Congratulations, Richard Sherman, you locked down a weak receiving core with a bum quarterback and beat the Washington Redskins. Now can you act like you’ve won before?
Trent Williams was wrong to hit Sherman after the Redskins lost Sunday. I would have hit him repeatedly. What would you expect after beating a guy at home to end his season and getting in his face after the game? Maybe Williams didn’t mean to gouge Sherman’s eye. Instead, he was telling him to go back to the circus and paint his face in sign language.
From my experience, every team has a few players like Sherman. The kind who yaps all game and beyond. For some reason they are usually corners, and they come in packs like cackling jackals. Regardless of their position, people only respect those players when they’re winning. If I can offer one piece of advice it’s to NEVER engage them verbally. Just beat them down. The funny thing is the best players rarely talk. They usually sneak up and blow your lid off or high step a pick six to the house without saying a word. The funnier thing is the fact I’m writing about Sherman means he’s won over me too.
It makes you feel sorry for Andrew Luck, who faced off with Sherman at Stanford for several years. And it makes you feel worse for the Seattle Seahawks receivers that have to put it with him all year, as it’s probably worse in practice. As an offensive unit in college, we used to pick the loudest cornerback in practice every week and run an air raid on them until they shut up or were benched. Hint: it was always the same guy. After he pulled me down by the face mask during a 7-on-7 drill in light strip one year, we fought instantly. It was his second fight that practice, and my only one of the year. He was 0-2. I went undefeated on the season.

◆ DIRECTIVE 1 ◆
Rewrite the lines of the listing between the one holding "Mark a point on each instance of the white road" and the one holding "x=640, y=431", inclusive, requests included. Raise every x and y coordinate in the answers by 39, leaving the requests and their sample coordinates unchanged.

◆ MATERIAL SUPPLIED ◆
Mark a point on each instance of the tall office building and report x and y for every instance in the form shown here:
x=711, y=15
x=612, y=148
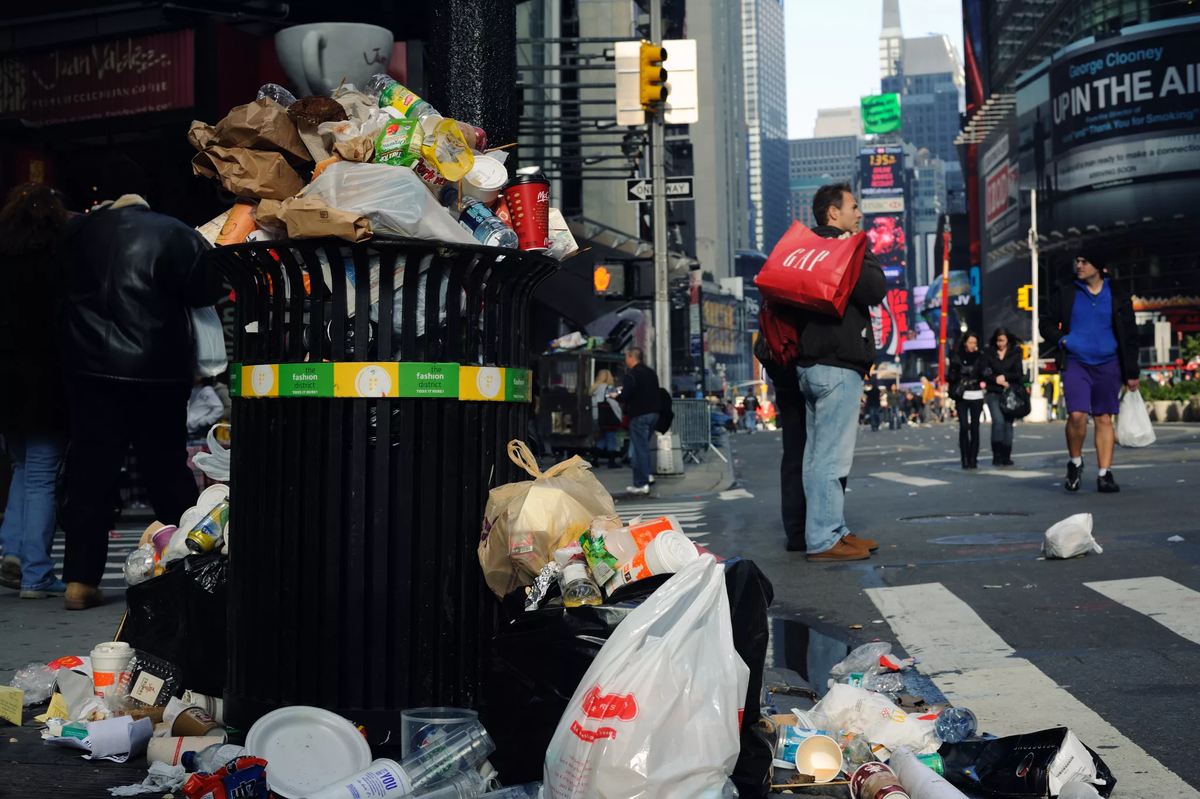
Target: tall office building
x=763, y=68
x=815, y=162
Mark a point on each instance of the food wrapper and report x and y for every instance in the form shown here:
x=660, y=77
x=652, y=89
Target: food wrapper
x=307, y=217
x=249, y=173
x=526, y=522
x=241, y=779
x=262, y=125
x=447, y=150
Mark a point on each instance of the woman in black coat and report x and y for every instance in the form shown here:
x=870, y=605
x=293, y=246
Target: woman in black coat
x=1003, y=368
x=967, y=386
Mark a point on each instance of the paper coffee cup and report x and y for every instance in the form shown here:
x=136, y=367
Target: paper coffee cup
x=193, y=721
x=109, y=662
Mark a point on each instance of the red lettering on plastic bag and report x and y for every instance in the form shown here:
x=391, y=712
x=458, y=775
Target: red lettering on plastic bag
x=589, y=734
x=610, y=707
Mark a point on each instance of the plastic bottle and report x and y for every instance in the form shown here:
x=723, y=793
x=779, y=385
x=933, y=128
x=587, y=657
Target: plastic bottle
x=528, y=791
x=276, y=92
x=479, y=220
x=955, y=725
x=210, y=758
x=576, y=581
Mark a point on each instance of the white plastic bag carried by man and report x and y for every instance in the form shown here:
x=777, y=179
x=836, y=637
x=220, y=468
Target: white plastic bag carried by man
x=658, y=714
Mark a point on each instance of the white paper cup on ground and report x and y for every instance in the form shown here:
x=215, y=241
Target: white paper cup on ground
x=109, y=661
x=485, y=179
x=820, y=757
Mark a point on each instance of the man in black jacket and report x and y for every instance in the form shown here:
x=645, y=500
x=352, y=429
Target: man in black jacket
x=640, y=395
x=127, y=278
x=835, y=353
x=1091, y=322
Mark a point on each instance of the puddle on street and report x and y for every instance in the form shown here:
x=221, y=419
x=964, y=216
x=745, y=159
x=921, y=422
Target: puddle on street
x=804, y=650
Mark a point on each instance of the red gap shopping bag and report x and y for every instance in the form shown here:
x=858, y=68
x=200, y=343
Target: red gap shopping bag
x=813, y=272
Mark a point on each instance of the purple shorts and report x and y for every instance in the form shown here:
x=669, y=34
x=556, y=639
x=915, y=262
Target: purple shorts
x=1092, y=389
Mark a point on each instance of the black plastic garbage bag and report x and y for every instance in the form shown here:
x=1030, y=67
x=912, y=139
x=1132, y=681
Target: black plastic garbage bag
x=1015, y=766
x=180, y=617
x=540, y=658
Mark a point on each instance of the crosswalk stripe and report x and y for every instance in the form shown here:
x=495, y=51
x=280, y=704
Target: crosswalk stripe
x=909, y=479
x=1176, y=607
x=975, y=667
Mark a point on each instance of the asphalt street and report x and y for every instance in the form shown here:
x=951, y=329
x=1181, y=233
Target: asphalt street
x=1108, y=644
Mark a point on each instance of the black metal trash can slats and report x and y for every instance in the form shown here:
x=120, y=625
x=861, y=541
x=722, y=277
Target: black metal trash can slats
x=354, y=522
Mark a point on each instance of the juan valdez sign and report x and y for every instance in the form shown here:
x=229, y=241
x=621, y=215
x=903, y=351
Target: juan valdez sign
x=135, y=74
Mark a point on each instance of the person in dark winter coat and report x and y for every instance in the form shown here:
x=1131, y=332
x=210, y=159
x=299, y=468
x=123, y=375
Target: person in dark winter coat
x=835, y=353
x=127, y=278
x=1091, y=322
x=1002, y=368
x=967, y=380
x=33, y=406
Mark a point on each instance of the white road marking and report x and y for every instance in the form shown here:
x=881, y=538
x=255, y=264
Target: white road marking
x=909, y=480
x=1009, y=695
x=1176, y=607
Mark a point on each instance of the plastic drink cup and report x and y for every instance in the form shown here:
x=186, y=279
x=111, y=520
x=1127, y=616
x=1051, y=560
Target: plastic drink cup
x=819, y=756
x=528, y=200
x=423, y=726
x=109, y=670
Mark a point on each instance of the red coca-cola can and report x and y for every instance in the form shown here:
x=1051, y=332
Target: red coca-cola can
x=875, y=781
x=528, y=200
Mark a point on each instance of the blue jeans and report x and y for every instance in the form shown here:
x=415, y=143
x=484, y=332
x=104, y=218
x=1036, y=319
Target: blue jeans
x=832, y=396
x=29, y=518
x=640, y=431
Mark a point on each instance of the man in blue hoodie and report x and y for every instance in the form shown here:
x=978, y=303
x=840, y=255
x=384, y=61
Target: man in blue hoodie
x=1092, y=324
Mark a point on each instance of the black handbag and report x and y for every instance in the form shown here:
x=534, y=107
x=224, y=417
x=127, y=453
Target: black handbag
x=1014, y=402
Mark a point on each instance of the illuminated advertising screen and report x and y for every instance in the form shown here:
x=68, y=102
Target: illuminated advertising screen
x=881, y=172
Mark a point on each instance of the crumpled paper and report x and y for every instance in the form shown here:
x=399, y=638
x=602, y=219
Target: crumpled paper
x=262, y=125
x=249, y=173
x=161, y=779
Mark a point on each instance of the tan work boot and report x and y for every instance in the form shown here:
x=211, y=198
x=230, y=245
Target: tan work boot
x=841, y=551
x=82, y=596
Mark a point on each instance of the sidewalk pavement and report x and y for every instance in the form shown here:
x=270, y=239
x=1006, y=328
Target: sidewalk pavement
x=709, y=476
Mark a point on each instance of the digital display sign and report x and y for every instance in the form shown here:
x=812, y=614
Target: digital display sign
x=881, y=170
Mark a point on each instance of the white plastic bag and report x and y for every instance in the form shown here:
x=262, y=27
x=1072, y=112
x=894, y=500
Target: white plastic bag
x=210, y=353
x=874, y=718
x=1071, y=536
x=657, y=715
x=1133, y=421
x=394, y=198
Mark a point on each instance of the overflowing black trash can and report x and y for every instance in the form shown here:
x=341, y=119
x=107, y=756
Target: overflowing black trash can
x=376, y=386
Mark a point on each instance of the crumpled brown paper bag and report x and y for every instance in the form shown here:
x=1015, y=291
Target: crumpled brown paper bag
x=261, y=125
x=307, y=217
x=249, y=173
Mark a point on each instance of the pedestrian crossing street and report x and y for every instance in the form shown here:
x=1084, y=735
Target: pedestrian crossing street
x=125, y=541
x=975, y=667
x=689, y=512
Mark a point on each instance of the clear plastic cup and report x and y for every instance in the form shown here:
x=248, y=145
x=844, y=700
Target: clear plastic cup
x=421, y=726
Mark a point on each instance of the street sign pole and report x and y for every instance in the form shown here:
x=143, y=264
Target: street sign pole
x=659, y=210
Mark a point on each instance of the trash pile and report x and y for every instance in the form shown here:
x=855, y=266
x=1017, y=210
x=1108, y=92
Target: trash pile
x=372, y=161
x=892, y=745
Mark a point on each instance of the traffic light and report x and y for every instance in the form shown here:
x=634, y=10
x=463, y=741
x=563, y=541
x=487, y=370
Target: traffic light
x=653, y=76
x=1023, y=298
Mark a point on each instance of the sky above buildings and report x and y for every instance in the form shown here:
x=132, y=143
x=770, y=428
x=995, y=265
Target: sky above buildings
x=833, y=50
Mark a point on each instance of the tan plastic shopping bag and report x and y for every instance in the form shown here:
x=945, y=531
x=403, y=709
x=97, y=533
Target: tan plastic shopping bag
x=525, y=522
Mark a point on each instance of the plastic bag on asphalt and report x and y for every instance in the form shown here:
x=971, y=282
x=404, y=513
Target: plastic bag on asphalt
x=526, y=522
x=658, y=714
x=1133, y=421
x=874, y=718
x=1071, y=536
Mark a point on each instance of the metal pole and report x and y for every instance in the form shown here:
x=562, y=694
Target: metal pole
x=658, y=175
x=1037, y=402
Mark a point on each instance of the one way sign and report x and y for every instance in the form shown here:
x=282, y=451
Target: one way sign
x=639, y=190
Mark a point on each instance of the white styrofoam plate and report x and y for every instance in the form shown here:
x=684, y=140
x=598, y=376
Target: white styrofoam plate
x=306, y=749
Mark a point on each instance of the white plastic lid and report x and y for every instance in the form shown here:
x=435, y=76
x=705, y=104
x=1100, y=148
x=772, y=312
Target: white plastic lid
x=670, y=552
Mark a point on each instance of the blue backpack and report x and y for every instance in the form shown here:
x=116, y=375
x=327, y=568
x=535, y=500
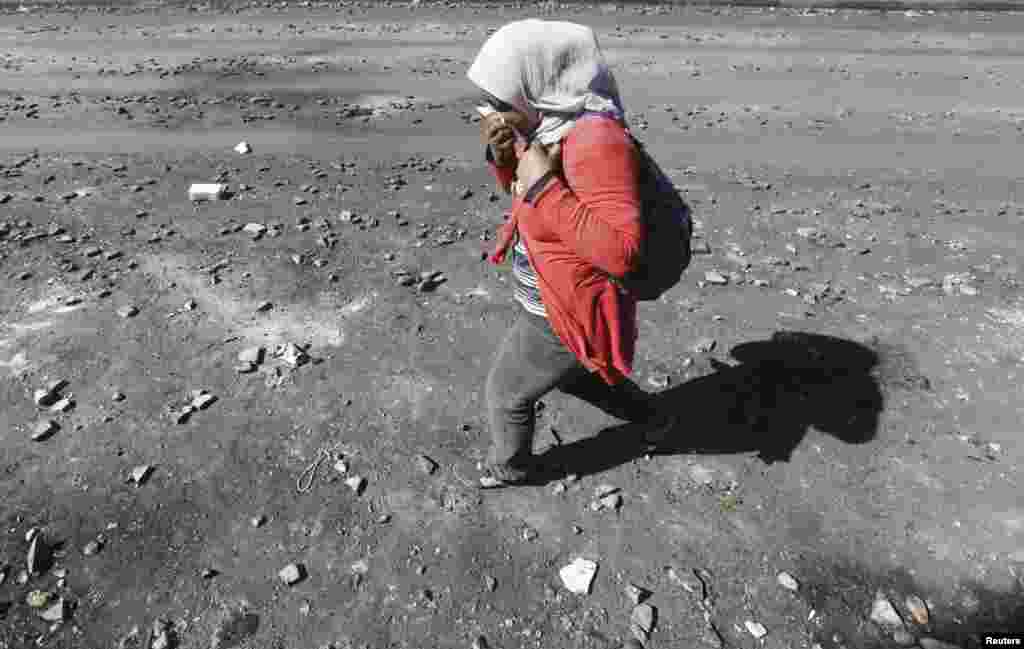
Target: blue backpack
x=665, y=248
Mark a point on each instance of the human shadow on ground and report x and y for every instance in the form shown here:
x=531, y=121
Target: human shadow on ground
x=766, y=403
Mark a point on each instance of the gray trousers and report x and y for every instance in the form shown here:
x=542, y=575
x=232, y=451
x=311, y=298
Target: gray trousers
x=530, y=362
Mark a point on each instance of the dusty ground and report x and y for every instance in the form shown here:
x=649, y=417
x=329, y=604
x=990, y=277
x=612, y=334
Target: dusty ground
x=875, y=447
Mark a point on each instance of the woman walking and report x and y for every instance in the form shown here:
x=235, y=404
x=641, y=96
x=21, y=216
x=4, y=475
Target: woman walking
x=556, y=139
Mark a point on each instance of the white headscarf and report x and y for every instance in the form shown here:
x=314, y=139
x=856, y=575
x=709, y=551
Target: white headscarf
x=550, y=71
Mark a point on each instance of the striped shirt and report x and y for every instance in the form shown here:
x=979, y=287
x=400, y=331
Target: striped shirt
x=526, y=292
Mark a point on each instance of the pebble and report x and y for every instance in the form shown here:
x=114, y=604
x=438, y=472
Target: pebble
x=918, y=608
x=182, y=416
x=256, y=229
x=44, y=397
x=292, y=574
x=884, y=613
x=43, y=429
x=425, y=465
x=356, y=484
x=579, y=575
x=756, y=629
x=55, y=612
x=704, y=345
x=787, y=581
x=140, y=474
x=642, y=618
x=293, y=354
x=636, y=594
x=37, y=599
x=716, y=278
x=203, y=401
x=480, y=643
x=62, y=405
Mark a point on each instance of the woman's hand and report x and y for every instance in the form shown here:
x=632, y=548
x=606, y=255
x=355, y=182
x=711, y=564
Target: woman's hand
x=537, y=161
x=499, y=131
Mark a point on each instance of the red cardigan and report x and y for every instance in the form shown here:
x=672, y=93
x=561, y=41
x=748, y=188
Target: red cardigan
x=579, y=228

◆ DIRECTIVE 2 ◆
In the piece about Richard Sherman, which player faced off with Sherman at Stanford for several years?

◆ FULL RESPONSE 1 ◆
Mark a point on each instance of the white road marking and report x and y for every instance in the form shown here:
x=881, y=538
x=255, y=264
Target: white road marking
x=948, y=519
x=1048, y=734
x=1215, y=646
Mark a point on each instance of the plastic drink cup and report x and y for every instance in the form shown here:
x=186, y=279
x=111, y=520
x=1127, y=616
x=1051, y=560
Target: plastic drink cup
x=858, y=795
x=567, y=239
x=462, y=765
x=148, y=709
Mark a point on each instance of the red coca-cola can and report x and y for every instance in the form shown here:
x=1051, y=332
Target: red coca-cola can
x=914, y=820
x=567, y=239
Mark a point on each instance of the blue jeans and report x and y for every instance in the form shown here:
x=415, y=143
x=484, y=332
x=104, y=218
x=1036, y=319
Target: blue jeans
x=871, y=435
x=68, y=557
x=679, y=470

◆ FULL RESPONSE 2 ◆
Andrew Luck